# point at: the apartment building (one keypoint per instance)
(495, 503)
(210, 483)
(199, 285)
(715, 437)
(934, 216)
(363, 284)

====================

> [Exercise goal]: Put every line of the records above into a JSON list of strings, one string per line, leaving out any blank lines.

> [Solution]:
[
  "# point at: the apartment building (one keypoint per instance)",
  "(495, 503)",
  "(210, 483)",
  "(199, 285)",
  "(715, 437)",
  "(934, 216)",
  "(363, 284)"
]